### EXERCICES:
1 – D'après l'extrait du document, dans quelle ville Bertrand Collomb fut-il ingénieur « ordinaire » du Service des mines ?
2 – Relevez tous les intertitres en majuscules qui découpent l'extrait du document consacré à Bertrand Collomb.
3 – Reproduisez fidèlement le passage de l'extrait du document qui va de « L’APPEL DE L’AMÉRIQUE » jusqu'à « de sa génération. ».

### EXTRAIT DU DOCUMENT:

#####

Bertrand Collomb (60), le goût de l’Amérique
Aux origines mi-lyonnaises, mi-bretonnes, il est fils et petit-fils de polytechniciens (promotions 1891 et 1922). Il épousa Caroline Wirth, sœur d’un camarade de promotion, Didier Wirth.
Ayant choisi le corps des Mines, il fit son stage industriel aux Houillères de Lorraine, comme ingénieur de fond, puis fut ingénieur « ordinaire » du Service des mines à Metz.
Découvrant ce milieu de la mine de charbon, la rudesse des mineurs, mais aussi la noblesse de leurs comportements l’impressionnèrent.
L’APPEL DE L’AMÉRIQUE
Puis l’Amérique le séduisit. Ce qui cadre avec son caractère enthousiaste. Son premier séjour aux USA date de 1964 ou 1965. Il traversa le continent avec un groupe d’ingénieurs des Ponts, partis à l’étude des autoroutes et de l’urbanisme américains.
Dessin : Laurent Simon
Il y découvrit les grands espaces, ainsi que l’espace psychologique, le pays où tout est possible, la mentalité can-do. Il affectionne ce pays, empreint d’histoire, mais resté neuf et novateur.
Il y retourna peu après pour un complément de formation. Il avait suivi les cours d’économie de Maurice Allais. Ensuite, à l’École des mines de Nancy, il enseigna la microéconomie, à la Boiteux qui fut, avec Allais, le maître à penser en économie de sa génération.
À L’ÉCOLE AMÉRICAINE DU MANAGEMENT
Lui vint alors le désir de comprendre le management. La toute nouvellement créée Fondation nationale pour la gestion des entreprises, visant à former de jeunes Français au management dans les universités américaines, le mit en relation avec le professeur Abraham Charnes, qui venait juste d’être recruté par l’université du Texas ; il le suivit à Austin, pour y préparer un doctorat sous sa supervision.
Charnes était spécialiste de la recherche opérationnelle. Concurrent malheureux de George Dantzig, il avait inventé la programmation linéaire quasi simultanément mais, manque de chance, Dantzig publia les premiers articles.
Le séjour à Austin lui fut une révélation : « Les mathématiques que l’on m’avait enseignées à l’X ne servaient à rien, tandis qu’il y avait des mathématiques qui servaient à quelque chose et que l’on ne m’avait jamais enseignées, ni à l’X, ni ailleurs ; cela dit, on s’y mettait assez facilement…
Mais plus que les modèles mathématiques, c’était la recherche sur les réalités sociologiques de l’entreprise qui m’intéressèrent le plus. Et, ce qui était complètement sidérant, c’était l’accessibilité et la disponibilité des professeurs. Il est vrai que j’étais doctorant. »
DU CABINET MINISTÉRIEL À LAFARGE… ET AU TEXAS
Il crée en 1972 à l’X le Centre de recherche en gestion, que Michel Berry dirigera à partir de 1975, lorsque Collomb fut appelé par Lafarge. Affecté au cabinet ministériel d’Alain Peyrefitte, grâce à Michel Crozier, il y vécut la mutation de la culture administrative française, sous l’impulsion de la décentralisation. Ce fut ensuite celui de René Haby.
“ Il y avait des mathématiques qui servaient à quelque chose et que l’on ne m’avait jamais enseignées ”

#####

### ENTRÉES DE DONNÉES:
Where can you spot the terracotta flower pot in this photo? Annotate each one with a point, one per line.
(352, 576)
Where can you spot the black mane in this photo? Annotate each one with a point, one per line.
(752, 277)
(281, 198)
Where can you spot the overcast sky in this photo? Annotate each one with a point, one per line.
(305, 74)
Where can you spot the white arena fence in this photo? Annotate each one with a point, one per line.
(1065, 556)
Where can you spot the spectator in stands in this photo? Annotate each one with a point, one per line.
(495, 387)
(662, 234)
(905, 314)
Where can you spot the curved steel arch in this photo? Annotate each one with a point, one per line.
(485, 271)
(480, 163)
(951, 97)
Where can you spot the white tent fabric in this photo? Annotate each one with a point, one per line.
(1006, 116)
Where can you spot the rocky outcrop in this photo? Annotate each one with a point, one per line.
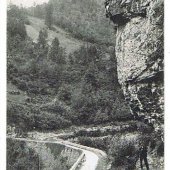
(139, 52)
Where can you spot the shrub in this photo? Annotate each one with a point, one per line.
(120, 150)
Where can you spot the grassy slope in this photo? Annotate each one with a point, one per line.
(66, 40)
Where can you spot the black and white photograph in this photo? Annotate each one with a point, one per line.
(85, 85)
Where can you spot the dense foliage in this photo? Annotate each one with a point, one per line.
(19, 156)
(82, 86)
(83, 19)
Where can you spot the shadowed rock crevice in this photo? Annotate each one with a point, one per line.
(140, 56)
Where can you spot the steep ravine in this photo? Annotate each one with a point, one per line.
(139, 53)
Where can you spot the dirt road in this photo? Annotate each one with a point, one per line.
(90, 159)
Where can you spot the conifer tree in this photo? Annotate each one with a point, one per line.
(49, 16)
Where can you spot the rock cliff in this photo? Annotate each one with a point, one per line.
(139, 51)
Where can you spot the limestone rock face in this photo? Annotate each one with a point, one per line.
(139, 52)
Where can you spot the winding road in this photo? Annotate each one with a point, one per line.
(88, 160)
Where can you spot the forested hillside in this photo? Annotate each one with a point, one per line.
(84, 19)
(57, 92)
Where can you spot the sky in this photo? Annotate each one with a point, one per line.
(27, 3)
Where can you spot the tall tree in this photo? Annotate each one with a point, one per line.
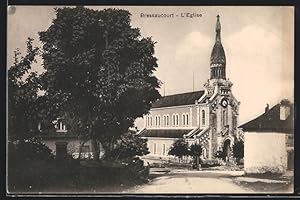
(23, 87)
(99, 70)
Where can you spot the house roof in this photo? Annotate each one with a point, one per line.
(178, 99)
(165, 133)
(270, 122)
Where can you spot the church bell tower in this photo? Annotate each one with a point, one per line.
(223, 106)
(218, 59)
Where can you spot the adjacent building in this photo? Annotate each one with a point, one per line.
(208, 117)
(269, 140)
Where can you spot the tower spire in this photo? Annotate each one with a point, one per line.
(218, 29)
(218, 59)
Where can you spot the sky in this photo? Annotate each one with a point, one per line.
(258, 44)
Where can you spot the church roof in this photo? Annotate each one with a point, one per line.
(178, 99)
(165, 133)
(270, 122)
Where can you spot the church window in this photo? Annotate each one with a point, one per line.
(167, 120)
(148, 121)
(173, 120)
(61, 127)
(204, 153)
(224, 117)
(187, 119)
(158, 120)
(203, 117)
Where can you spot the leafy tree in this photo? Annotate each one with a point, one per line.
(129, 146)
(238, 150)
(99, 70)
(23, 87)
(179, 149)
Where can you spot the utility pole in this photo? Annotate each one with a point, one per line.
(193, 83)
(164, 89)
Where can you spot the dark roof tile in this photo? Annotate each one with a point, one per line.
(165, 133)
(178, 99)
(270, 122)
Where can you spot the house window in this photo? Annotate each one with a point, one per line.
(203, 117)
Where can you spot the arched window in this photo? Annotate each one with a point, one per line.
(187, 119)
(167, 120)
(158, 120)
(203, 117)
(174, 123)
(224, 116)
(147, 121)
(204, 153)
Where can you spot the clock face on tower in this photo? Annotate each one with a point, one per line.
(224, 102)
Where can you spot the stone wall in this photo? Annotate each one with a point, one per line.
(265, 152)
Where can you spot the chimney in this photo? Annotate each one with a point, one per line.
(267, 108)
(284, 109)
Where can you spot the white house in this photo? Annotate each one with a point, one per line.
(269, 140)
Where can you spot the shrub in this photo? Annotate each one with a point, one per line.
(238, 150)
(179, 149)
(129, 146)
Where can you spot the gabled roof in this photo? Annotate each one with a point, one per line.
(178, 99)
(164, 133)
(270, 122)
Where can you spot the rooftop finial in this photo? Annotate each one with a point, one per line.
(218, 25)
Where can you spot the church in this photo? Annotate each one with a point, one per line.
(207, 117)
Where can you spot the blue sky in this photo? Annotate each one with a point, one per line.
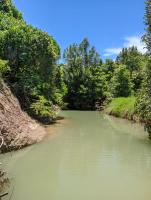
(108, 24)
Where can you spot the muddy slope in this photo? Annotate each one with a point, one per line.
(16, 127)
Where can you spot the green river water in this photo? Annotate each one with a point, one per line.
(87, 156)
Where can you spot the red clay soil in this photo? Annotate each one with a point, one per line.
(16, 127)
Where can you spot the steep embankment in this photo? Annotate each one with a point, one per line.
(123, 107)
(16, 127)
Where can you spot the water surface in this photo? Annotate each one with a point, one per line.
(89, 156)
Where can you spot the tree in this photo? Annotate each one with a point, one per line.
(135, 63)
(120, 82)
(143, 105)
(32, 56)
(84, 78)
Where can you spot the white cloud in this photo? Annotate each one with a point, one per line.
(135, 41)
(128, 42)
(112, 51)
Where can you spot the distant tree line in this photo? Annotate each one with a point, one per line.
(29, 65)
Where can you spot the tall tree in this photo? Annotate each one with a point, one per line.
(144, 99)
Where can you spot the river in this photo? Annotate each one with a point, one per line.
(87, 156)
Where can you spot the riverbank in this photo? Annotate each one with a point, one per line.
(16, 128)
(123, 107)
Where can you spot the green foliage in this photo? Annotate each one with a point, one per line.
(84, 77)
(44, 110)
(143, 104)
(32, 56)
(123, 107)
(120, 82)
(3, 67)
(135, 62)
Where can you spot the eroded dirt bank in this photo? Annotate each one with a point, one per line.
(16, 127)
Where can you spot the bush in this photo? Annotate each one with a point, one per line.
(120, 83)
(122, 107)
(44, 110)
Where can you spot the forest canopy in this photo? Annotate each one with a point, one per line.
(29, 65)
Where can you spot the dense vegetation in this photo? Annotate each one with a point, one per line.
(82, 82)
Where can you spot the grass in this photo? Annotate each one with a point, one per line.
(123, 107)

#####

### CORRIGÉ:
1 – À Metz.

2 –
- L'APPEL DE L'AMÉRIQUE
- À L'ÉCOLE AMÉRICAINE DU MANAGEMENT
- DU CABINET MINISTÉRIEL À LAFARGE… ET AU TEXAS

3 –
L’APPEL DE L’AMÉRIQUE
Puis l’Amérique le séduisit. Ce qui cadre avec son caractère enthousiaste. Son premier séjour aux USA date de 1964 ou 1965. Il traversa le continent avec un groupe d’ingénieurs des Ponts, partis à l’étude des autoroutes et de l’urbanisme américains.
Dessin : Laurent Simon
Il y découvrit les grands espaces, ainsi que l’espace psychologique, le pays où tout est possible, la mentalité can-do. Il affectionne ce pays, empreint d’histoire, mais resté neuf et novateur.
Il y retourna peu après pour un complément de formation. Il avait suivi les cours d’économie de Maurice Allais. Ensuite, à l’École des mines de Nancy, il enseigna la microéconomie, à la Boiteux qui fut, avec Allais, le maître à penser en économie de sa génération.